Recorded information:

* Begin *

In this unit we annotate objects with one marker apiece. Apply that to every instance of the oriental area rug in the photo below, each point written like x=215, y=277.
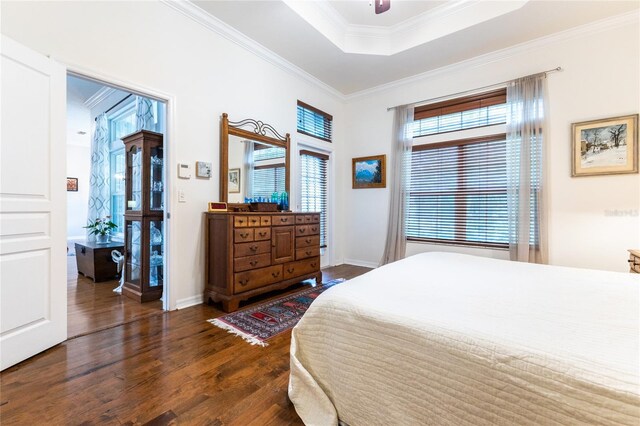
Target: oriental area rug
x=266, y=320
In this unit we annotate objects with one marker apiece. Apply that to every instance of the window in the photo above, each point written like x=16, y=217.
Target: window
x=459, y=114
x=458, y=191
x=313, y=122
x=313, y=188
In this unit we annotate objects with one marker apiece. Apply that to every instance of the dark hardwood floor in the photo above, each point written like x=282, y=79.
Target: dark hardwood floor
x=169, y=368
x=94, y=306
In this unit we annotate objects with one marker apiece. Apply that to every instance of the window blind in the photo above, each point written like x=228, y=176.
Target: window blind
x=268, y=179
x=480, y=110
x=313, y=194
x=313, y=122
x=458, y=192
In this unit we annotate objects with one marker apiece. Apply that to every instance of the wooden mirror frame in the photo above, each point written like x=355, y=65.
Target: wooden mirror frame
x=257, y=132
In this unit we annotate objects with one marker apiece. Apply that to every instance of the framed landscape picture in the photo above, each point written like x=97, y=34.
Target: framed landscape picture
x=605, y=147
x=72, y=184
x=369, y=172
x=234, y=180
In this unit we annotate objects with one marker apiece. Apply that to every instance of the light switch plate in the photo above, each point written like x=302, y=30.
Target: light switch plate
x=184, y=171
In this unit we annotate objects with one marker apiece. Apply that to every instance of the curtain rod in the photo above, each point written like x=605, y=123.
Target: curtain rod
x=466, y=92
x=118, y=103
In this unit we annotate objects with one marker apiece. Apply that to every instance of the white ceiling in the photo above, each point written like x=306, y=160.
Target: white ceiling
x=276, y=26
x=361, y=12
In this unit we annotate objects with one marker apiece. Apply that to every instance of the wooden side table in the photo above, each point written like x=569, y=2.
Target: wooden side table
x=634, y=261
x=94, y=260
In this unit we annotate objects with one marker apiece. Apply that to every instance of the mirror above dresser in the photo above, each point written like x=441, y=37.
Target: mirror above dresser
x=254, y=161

* End *

Copy every line of the records above word for word, leaving out the pictures.

In this unit we annotate objects with one marker apiece. Apply that to every instance of the oriental area rug in the photo below, each point written like x=215, y=277.
Target: oriental area rug
x=266, y=320
In this unit we annotate objects with one marker apiece. Apply that to every instance of the window in the photo above, each point written like x=16, y=217.
Target: window
x=459, y=114
x=458, y=191
x=313, y=122
x=313, y=188
In this unit we annotate objects with one marker apiece. Apply that to every instance of the dark hardwood floor in the photo above, each point written like x=282, y=79.
Target: dark hardwood floor
x=169, y=368
x=94, y=306
In this unit we annotate objects with one marker apiece. Apply that to every instance of the window blind in the photo above, each point written like x=228, y=176.
Target: window blind
x=268, y=179
x=480, y=110
x=313, y=194
x=313, y=122
x=458, y=192
In this unit we annotate objects with one marker apiece. Apply that to every instance of the wooden mirror frame in the photo above, each point written like x=355, y=65.
Target: wooden mirror frame
x=257, y=132
In this unit we annotate objects with one marker apiece. Apply that to every instance of the framed landscape picture in the photo above, each point written like x=97, y=34.
Target: framed landscape picture
x=605, y=147
x=72, y=184
x=369, y=172
x=234, y=180
In this unit we annotate objects with one marker apiece. Apply that to every instance of the light switch plate in the photo above, each point written like x=302, y=30.
Target: light switch plate
x=184, y=171
In this unit we annotate objects with one marker apiece. Apply that to every instance of the curtain rod in the photo above, each point written like x=605, y=123.
Target: curtain rod
x=466, y=92
x=118, y=103
In this unit we annotate objects with one marker apiece. Apply that to every instance of the white ceiling in the photo above, each point written like x=306, y=160.
Target: white ceiling
x=276, y=26
x=361, y=12
In this unit we annotate objects with one marker apiece. Apply that to every instance of the wooden side table in the photo above, each point written like x=569, y=2.
Target: wooden side table
x=634, y=261
x=94, y=260
In this unit we annotate objects with one marker apiece. Apply that to every instance of the mirror above dresser in the photo above, each point written like x=441, y=37.
Target: mirror above dresser
x=254, y=161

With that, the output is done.